Dataset excerpts on object pointing
** Begin **
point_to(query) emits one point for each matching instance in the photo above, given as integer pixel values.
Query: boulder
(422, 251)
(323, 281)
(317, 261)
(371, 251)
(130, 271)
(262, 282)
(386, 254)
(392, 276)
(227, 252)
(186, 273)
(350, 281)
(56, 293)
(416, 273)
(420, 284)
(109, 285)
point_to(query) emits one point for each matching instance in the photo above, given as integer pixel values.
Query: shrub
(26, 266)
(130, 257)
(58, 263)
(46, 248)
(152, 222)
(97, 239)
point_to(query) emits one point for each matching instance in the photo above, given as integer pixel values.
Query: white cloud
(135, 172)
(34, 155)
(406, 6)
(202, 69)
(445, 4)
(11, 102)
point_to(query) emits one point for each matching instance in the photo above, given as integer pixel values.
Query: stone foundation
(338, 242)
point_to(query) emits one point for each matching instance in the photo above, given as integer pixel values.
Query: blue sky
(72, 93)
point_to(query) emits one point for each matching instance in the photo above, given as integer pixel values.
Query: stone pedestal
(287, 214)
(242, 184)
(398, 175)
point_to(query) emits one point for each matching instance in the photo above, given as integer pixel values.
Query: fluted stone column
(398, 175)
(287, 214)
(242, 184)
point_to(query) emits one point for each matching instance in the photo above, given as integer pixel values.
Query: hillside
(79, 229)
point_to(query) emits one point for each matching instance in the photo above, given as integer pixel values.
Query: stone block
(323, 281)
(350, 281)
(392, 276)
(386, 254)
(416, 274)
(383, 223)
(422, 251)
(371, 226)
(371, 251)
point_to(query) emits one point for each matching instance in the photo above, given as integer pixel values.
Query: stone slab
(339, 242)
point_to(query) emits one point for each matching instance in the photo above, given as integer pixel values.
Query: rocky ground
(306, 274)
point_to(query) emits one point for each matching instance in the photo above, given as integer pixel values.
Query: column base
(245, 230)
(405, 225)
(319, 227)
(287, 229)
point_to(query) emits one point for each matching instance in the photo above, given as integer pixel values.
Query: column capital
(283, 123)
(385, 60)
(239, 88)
** End **
_Task to carry out_: The records above should all be quoted exactly, please.

_Result of the task_:
point_to(query) emits one point for each matching instance in the photo above, given as integer pixel values.
Query: boulder
(422, 251)
(323, 281)
(317, 261)
(371, 251)
(130, 271)
(262, 282)
(386, 254)
(392, 276)
(227, 252)
(186, 273)
(350, 281)
(56, 293)
(416, 273)
(420, 284)
(109, 285)
point_to(query) emits one point for each matching instance in the photo above, given as integer pixel values.
Query: shrub
(26, 266)
(130, 257)
(58, 263)
(46, 248)
(152, 222)
(97, 239)
point_to(query) emits one point for each matching instance in the photo above, given as integer pixel values.
Query: white cloud
(135, 172)
(34, 155)
(406, 6)
(202, 69)
(445, 4)
(11, 102)
point_to(query) emits one point for each matching instance in the photo above, given as integer pixel values.
Query: stone foundation
(338, 242)
point_to(query) emits one point for each matching instance in the photo above, given as integer pixel values.
Query: blue sky
(72, 93)
point_to(query) emits one point for each matching instance in the photo above, given as integer pixel values.
Query: stone pedestal
(287, 214)
(242, 184)
(398, 175)
point_to(query) emits one point for each matching instance in the photo above, given as integer pixel values.
Query: fluted stone column
(398, 175)
(287, 214)
(242, 184)
point_to(query) emits one point for each matching instance in the photo above, given as integer pixel values.
Query: hillside
(79, 229)
point_to(query) emits one point for each matching instance in the photo above, given as integer pixel values.
Query: stone block
(323, 281)
(350, 281)
(392, 276)
(386, 254)
(416, 274)
(383, 223)
(422, 251)
(371, 226)
(371, 251)
point_to(query) emits one point for each matching instance in the photo above, given as integer pixel values.
Query: stone slab
(339, 242)
point_to(query) emits one point for each matching instance in the photo above, given as integer pixel values.
Query: rocky ground
(306, 274)
point_to(query) emits one point for each matching instance in the photo above, given as integer pixel values.
Query: column base
(245, 230)
(405, 225)
(319, 227)
(287, 229)
point_to(query) emits one point for each matching instance in the photo above, given as integer pixel values.
Query: column capital
(283, 123)
(385, 60)
(239, 88)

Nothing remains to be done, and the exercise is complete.